• **WORK ITEM**: Using the data that follows, return exactly the lines from the one that contains "Spot the hurdle" through the one that contains "[(840, 324), (879, 486)]", ends included.

DATA PROVIDED below:

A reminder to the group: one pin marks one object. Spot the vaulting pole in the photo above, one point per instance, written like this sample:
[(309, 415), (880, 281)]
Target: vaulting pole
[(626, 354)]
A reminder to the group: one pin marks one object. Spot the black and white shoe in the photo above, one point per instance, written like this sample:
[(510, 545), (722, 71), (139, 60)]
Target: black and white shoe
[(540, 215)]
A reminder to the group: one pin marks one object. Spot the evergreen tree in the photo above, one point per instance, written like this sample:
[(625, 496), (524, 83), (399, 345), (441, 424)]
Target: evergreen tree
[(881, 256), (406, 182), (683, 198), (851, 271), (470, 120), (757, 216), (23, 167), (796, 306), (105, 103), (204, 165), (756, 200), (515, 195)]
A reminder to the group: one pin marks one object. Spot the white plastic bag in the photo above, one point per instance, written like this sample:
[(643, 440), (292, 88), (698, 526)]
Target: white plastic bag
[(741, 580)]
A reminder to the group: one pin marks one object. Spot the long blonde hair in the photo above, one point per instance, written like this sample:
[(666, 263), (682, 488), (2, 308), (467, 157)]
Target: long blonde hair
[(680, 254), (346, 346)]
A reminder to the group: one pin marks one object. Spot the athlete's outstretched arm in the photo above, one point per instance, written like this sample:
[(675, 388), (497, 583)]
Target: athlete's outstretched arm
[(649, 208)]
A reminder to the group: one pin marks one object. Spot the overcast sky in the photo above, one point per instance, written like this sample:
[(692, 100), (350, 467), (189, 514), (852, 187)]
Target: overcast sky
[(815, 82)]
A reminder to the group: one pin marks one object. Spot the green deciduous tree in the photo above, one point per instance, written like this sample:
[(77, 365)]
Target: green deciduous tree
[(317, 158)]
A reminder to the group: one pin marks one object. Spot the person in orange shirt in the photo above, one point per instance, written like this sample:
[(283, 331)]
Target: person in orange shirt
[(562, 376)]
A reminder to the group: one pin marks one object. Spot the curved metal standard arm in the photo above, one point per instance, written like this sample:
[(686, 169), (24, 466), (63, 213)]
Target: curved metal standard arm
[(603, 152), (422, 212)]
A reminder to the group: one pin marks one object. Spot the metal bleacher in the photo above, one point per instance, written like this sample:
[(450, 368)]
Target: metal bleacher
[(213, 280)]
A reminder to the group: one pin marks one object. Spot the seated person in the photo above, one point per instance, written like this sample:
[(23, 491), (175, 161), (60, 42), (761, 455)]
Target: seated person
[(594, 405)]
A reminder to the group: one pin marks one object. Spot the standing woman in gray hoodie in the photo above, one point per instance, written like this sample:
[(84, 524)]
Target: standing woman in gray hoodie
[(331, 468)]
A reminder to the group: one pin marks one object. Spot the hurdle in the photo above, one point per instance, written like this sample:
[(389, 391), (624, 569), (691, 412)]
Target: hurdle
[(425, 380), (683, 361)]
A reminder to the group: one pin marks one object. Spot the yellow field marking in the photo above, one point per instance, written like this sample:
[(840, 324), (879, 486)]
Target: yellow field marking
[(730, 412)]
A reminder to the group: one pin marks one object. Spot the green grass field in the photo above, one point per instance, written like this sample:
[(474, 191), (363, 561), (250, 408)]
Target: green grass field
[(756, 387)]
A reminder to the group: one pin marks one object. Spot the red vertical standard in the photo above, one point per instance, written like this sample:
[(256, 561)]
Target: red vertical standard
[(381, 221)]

End of DATA PROVIDED.
DATA PROVIDED below:

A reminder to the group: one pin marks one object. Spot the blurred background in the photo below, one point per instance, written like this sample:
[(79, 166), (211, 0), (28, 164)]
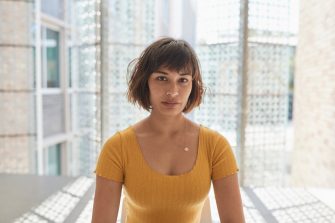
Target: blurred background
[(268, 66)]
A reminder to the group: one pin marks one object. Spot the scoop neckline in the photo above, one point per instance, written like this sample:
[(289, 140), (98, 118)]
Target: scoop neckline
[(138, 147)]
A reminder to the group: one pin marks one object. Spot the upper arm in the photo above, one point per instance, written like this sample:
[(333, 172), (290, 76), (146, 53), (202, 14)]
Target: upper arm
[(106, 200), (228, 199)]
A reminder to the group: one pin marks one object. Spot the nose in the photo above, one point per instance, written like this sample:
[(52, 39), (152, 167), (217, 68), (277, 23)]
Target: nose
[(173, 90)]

End of DATA PROVIDED.

• **RESULT OF THE EXERCISE**:
A reminder to the group: one pin marks one object. Spot the hurdle in the photo above, one point per instance, written like this sample:
[(389, 391), (624, 569), (691, 412)]
Target: hurdle
[(425, 380), (683, 361)]
A reminder to the group: one pin marks one object. Spot the yellow field marking in the photo above, one point per instance, written like this sample:
[(840, 324), (879, 486)]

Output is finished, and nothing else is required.